* [DIRECTIONS]: Could you quote, exactly as they stand, the lines running from the one with "Objective — for the concrete pillar" to the final line of the material?

# START OF RECORDED DATA

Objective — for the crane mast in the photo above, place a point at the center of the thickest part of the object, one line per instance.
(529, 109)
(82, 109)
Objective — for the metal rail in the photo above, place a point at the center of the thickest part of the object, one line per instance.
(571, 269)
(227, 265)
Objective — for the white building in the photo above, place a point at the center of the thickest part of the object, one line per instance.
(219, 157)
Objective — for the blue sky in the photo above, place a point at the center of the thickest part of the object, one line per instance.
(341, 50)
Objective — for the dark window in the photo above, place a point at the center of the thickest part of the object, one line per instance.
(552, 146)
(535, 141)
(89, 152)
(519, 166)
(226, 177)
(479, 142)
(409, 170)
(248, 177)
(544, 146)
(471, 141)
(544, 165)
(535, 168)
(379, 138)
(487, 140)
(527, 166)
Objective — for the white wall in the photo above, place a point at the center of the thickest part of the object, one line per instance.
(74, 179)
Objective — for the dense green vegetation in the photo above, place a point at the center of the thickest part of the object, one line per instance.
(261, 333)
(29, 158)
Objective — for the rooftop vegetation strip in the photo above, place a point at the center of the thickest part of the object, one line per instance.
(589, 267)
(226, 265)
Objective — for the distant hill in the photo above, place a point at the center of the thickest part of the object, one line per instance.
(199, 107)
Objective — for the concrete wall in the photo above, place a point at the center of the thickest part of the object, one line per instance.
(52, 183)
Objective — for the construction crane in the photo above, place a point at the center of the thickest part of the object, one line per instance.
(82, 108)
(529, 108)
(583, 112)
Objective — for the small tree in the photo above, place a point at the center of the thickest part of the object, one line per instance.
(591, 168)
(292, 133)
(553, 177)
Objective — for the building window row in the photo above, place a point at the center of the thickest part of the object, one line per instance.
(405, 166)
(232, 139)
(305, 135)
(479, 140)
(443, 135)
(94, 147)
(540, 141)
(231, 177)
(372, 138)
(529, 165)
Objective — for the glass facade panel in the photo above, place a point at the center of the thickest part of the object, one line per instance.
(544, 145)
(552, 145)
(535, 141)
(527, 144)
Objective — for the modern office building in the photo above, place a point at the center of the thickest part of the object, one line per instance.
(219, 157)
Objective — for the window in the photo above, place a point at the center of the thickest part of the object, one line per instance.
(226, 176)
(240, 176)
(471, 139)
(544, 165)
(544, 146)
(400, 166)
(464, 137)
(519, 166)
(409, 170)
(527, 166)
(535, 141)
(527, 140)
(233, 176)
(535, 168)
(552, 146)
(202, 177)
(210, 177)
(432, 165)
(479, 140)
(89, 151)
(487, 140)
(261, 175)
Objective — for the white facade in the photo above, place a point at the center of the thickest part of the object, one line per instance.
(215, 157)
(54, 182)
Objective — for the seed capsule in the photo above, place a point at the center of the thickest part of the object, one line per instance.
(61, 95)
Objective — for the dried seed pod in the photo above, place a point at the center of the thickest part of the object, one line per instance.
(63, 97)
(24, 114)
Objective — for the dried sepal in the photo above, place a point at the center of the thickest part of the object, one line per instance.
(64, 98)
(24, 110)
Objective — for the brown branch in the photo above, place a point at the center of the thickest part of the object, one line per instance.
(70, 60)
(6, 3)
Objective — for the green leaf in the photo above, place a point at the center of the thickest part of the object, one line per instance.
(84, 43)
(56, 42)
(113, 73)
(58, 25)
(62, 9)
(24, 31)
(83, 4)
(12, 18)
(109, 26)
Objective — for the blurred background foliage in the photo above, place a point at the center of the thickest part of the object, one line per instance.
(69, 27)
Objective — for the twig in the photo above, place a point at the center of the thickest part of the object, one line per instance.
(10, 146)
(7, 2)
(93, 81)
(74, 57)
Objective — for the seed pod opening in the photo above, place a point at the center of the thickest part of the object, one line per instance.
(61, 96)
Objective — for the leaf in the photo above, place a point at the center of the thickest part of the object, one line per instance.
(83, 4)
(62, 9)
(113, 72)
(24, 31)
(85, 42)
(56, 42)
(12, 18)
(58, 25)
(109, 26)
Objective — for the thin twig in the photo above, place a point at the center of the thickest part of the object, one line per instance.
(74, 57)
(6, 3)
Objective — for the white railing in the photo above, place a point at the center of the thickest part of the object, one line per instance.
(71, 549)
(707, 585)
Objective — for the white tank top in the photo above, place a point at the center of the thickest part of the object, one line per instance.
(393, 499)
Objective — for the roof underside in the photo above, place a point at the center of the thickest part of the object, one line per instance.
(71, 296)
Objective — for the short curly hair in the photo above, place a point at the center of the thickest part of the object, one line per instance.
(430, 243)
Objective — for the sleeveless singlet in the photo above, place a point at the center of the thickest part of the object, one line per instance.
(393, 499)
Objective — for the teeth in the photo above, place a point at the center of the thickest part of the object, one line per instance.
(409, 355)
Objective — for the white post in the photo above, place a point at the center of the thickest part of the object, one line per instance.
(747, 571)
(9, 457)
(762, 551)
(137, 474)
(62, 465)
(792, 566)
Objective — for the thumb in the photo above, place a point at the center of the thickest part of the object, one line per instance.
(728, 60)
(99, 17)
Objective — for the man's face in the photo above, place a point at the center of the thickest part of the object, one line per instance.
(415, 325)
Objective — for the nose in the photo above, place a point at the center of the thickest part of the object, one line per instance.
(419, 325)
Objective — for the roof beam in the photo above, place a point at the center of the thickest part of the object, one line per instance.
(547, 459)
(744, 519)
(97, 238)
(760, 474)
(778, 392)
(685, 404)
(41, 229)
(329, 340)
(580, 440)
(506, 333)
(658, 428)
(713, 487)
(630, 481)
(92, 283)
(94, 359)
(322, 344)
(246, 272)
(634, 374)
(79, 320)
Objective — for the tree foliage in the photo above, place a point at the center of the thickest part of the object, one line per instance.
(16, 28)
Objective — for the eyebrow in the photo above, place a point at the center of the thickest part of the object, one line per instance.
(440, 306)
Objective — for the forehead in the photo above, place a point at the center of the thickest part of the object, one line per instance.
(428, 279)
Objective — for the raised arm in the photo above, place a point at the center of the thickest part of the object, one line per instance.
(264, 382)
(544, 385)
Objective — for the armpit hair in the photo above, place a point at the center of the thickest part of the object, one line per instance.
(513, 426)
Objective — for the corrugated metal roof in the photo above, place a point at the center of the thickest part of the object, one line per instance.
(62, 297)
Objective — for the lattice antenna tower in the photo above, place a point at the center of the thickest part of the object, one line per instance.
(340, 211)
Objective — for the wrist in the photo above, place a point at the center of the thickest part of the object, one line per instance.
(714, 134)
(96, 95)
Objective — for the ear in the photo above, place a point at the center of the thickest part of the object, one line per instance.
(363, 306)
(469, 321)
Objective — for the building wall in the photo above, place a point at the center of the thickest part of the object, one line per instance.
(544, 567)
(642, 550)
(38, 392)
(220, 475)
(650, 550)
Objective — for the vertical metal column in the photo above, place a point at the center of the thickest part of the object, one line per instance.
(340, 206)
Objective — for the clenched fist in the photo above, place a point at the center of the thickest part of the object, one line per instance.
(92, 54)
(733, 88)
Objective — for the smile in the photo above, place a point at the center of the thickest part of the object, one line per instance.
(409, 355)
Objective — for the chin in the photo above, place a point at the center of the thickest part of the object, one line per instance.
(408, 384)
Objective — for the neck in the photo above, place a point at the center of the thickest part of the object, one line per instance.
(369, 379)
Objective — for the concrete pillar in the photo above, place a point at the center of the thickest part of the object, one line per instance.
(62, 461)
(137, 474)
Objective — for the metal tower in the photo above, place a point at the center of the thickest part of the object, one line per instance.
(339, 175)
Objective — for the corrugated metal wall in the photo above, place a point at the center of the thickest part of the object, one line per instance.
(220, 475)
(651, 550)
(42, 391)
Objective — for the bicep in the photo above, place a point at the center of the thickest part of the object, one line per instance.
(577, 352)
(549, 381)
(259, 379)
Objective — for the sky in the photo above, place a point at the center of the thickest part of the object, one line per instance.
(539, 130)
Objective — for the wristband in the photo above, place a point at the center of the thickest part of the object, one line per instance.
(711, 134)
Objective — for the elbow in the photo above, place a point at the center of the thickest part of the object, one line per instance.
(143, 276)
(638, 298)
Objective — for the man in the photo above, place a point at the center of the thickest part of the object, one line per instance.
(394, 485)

# END OF RECORDED DATA

* [ANSWER FOR THE TASK]:
Objective — for the concrete pillar in the photo above, place a point at the center of the thickest part of the object, one line per instance.
(62, 461)
(137, 474)
Objective — for the metal tower in the photo above, place a point at the center of the thickest part of the object, one line per instance.
(339, 175)
Objective — for the corrugated metal wall in the photo above, place a point at the center of the thickest part of the object, one line per instance.
(220, 475)
(651, 550)
(42, 391)
Objective — for the bicep in the photo above, place a point at the center of the thickest part of the object, one line per instance.
(577, 352)
(549, 381)
(259, 379)
Objective — for the sky in the photo above, place a point at the center of the thickest part of the object, one line per instance.
(539, 130)
Objective — for the wristband in the photo above, place a point at the center of the thickest part of the object, one line per instance.
(711, 134)
Objective — for the elbow in the photo above, place a point at the center of the thickest part of the object, one line per instance.
(143, 276)
(638, 298)
Objective — for the man in the photo above, place a point at the center of the thickest part of the object, one line per instance.
(394, 485)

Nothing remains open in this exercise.